**Text shown:**
============

Wednesday, August 8, 2018

Remarks Prepared for Delivery by
U.S. Secretary of Transportation Elaine L. Chao
ALEC Annual State Legislative Leaders Summit
New Orleans, Louisiana
Wednesday, August 8, 2018

Thank you, Sen. Cassidy for that introduction.

It is good to join so many friends here in New Orleans at the 2018 annual meeting of the American Legislative Exchange Council.  Let me give a special shout out to the eight Alec members from my home state of Kentucky. Mitch sends his best, as well!

Conspicuous on ALEC’s website and business cards are the three principles that helped turn thirteen small colonies into a world superpower – limited government, free markets, and the unique American system of national, state and local government called Federalism.  That’s the original three-step program for maximum freedom, prosperity and opportunity.

Today, I would like to share some thoughts with you today about how the Administration and the Department of Transportation is putting those powerful ideas into practice to strengthen and improve America’s transportation system.

One of this year’s most important achievements for individual freedom and limited government was the President’s success in working with Congress to pass meaningful tax reform. It was based on a fundamental precept: if we want to empower the people rather than the government, let them keep more of the money they earn. 

And the results are clear:

  • The economy grew 4.1 percent in the Second Quarter of 2018;
  • 155 million Americans are working today – the most in U.S. history;
  • 3.7 million new jobs have been created since the 2016 election; and,
  • 1.3 million new jobs have been created since the President’s tax cuts for businesses and families went into effect.

Additionally, according to the Department of Labor, the unemployment rate has dropped to 3.9 percent—which is nearly an 18-year low for all Americans.

So, it’s apparent that this Administration’s commitment to economic growth and regulatory reform is having an impact.  Throughout the previous eight years, I heard from job creators that the deluge of government regulations was hampering job creation and economic growth.

============

(Stored data entries)
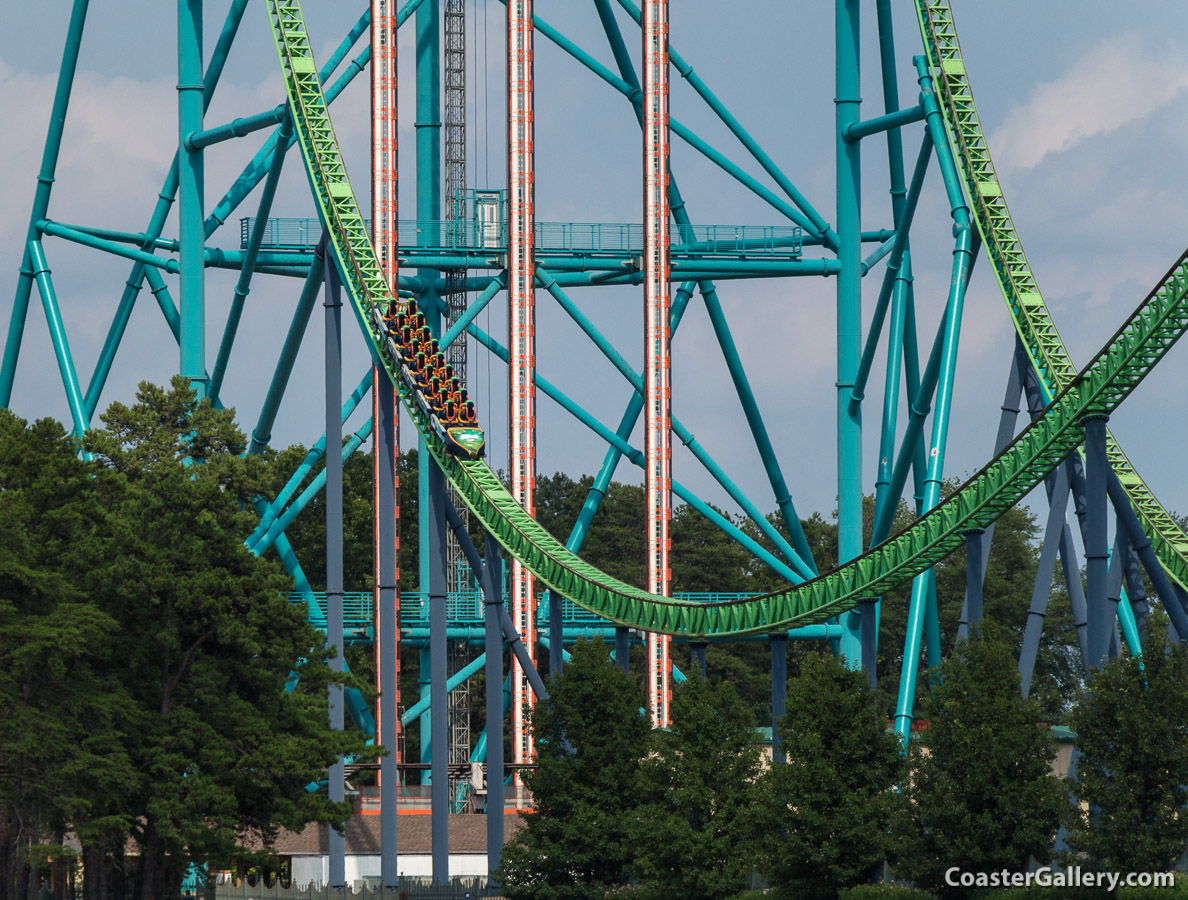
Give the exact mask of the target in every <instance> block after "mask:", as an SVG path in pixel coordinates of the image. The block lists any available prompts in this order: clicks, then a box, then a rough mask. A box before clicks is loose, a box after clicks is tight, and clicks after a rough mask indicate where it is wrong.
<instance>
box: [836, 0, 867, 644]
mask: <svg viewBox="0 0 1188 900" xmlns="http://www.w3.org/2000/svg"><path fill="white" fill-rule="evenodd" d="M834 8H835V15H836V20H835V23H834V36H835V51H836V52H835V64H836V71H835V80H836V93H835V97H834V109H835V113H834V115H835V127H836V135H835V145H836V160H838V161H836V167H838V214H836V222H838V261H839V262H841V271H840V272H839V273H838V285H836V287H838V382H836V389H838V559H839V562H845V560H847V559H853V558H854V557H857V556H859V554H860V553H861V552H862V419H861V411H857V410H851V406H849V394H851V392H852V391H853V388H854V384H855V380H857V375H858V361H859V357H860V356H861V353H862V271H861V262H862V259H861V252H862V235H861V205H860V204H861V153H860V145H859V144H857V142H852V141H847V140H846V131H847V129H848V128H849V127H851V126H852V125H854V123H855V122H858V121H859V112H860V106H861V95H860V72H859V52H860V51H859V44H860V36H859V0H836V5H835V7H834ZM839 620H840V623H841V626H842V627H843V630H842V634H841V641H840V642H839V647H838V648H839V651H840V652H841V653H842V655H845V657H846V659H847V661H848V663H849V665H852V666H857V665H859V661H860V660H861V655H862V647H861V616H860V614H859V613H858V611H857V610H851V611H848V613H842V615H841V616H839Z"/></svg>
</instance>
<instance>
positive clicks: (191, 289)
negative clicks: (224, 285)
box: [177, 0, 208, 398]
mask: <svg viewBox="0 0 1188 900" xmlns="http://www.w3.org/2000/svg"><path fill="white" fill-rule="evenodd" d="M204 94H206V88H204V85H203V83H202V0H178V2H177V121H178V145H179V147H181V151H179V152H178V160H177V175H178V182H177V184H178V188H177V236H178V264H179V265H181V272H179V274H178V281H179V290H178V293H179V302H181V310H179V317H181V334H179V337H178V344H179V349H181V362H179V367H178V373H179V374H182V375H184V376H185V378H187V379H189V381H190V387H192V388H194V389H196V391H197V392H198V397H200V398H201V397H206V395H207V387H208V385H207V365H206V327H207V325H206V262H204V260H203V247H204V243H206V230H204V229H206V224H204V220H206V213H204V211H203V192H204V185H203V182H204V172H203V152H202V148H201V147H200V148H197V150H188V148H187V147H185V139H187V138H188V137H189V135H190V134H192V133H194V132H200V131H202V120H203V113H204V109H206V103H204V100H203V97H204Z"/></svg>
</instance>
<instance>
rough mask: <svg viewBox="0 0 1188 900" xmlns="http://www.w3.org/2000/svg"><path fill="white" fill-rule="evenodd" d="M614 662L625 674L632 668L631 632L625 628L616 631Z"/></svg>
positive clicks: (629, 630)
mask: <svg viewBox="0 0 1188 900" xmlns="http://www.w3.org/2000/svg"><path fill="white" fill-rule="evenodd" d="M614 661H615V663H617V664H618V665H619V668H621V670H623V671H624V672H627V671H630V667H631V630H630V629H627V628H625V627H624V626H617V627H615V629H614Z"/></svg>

============

**Parts of the exercise:**
1) Extract each line of the records that contains the word "positive".
2) Proceed with the remarks to the ALEC summit, continuing from the point where they stop.

**Outputs by task:**
1)
positive clicks: (191, 289)
positive clicks: (629, 630)

2)
Our growing economy also underscores the importance of strengthening our transportation infrastructure – which is one of my three priorities as Secretary of Transportation:

  • Safety is number one;
  • Second, is modernizing our infrastructure to make our economy more productive and improve our citizens’ quality of life;
  • And third, encouraging new technology and innovation, while addressing the public’s concerns about safety, security and privacy.

This afternoon, I will attend a ribbon cutting ceremony for a project that advances all three of those priorities:  the Belle Chasse [Bell Chase] Bridge and Tunnel replacement project.  The 50-year-old vertical lift drawbridge opens an average of 10 times a day and occasionally malfunctions.  This not only backs up traffic on the highway, it holds up ships and barges transiting the Gulf Intracoastal Waterway.  The new bridge will eliminate this source of delays, and add a safe bicycle and pedestrian path.   The tunnel, which is more than 60 years old, is also showing its age.

This project will be a public-private partnership – the first of its kind in Louisiana.  While public private partnerships seem new, they are widely and successfully used overseas.  And much of our nation’s early transportation infrastructure projects were established with private sector participation.

The project also shows that the Department of Transportation is already putting the Administration’s principles into action, as we:

  • empower decision making by state and local government;
  • encourage participation from the private sector;
  • streamline project delivery; and,
  • address the needs of rural America, which have been ignored for too long.

It has made a lot of progress in streamlining project delivery and reducing unnecessary red tape which causes delays and inflates project costs.

On August 15, 2017, the President signed the “One Federal Decision” Executive Order. It directs all federal government agencies to work together to speed up the delivery of new infrastructure, by streamlining the permitting process of complicated, multi-agency projects. As the Department implements One Federal Decision, our goal is less paperwork, less red tape, and more timely improvements that will better protect the environment and our quality of life.

The Department is also a leader in addressing the problem of unnecessary and overly burdensome regulations that do real economic harm.  Last year, the big news was the Administration’s two-for-one regulatory mandate.  For every new regulation, Departments are supposed to eliminate two existing ones.   In Fiscal Year 2018, DOT has already achieved a 14-to-one ratio -- eliminating FOURTEEN regulations for every new one – and we expect that ratio will continue to grow between now and September 30.

As a result of these efforts, the Department is on track to save over $1 billion in Fiscal Year 2018, while advancing safety and innovation. This is compared to the $3.2 billion in annualized regulatory costs imposed on the American public in Fiscal Year 2016 under the previous administration.

Now let me share with you an update on probably the most significant regulatory reform that this Administration is undertaking.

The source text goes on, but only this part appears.